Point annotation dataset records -
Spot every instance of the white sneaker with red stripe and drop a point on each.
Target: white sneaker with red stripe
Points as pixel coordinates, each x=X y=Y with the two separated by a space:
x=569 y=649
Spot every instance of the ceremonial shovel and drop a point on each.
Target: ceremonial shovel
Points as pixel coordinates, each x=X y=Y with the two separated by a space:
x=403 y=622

==

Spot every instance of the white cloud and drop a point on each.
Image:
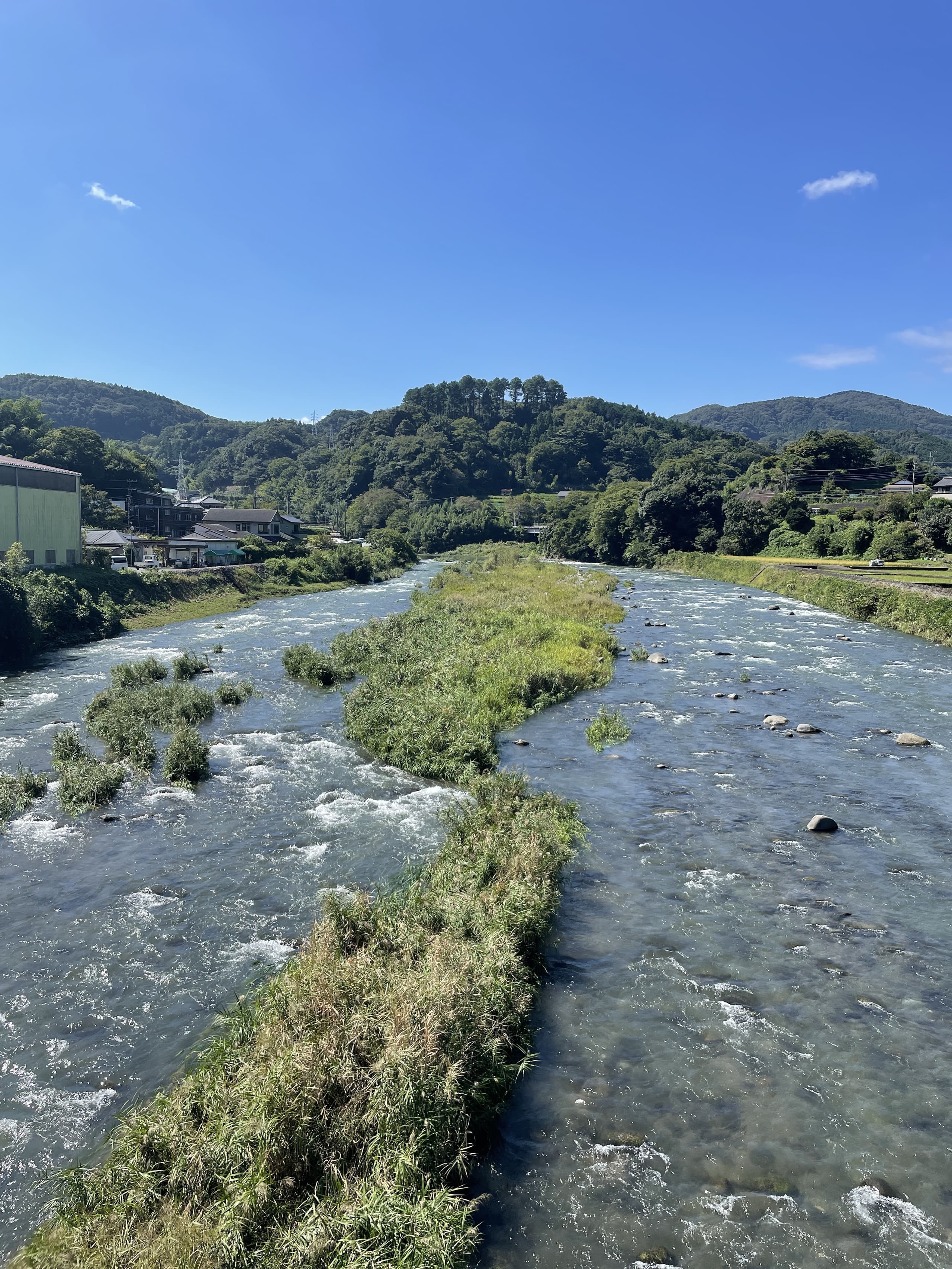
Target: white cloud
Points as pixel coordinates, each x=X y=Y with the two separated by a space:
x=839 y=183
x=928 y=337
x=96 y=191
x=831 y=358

Problem requirements - Turn the data into a two-column CSV with the headers instruction and points, starting at the line that contains "Spot every instance of the white cloud" and stopping after the line that contains "x=831 y=358". Give one row per entry with its text and its answer, put each field in quotation marks, replace line breaks with spaces, and leave the picture out.

Answer below -
instruction,points
"Spot every instance of the white cloud and drop a point on each. Image: Target: white cloud Points as pixel coordinates, each x=X y=Y with the two separated by a space:","x=839 y=183 x=928 y=337 x=96 y=191 x=831 y=358"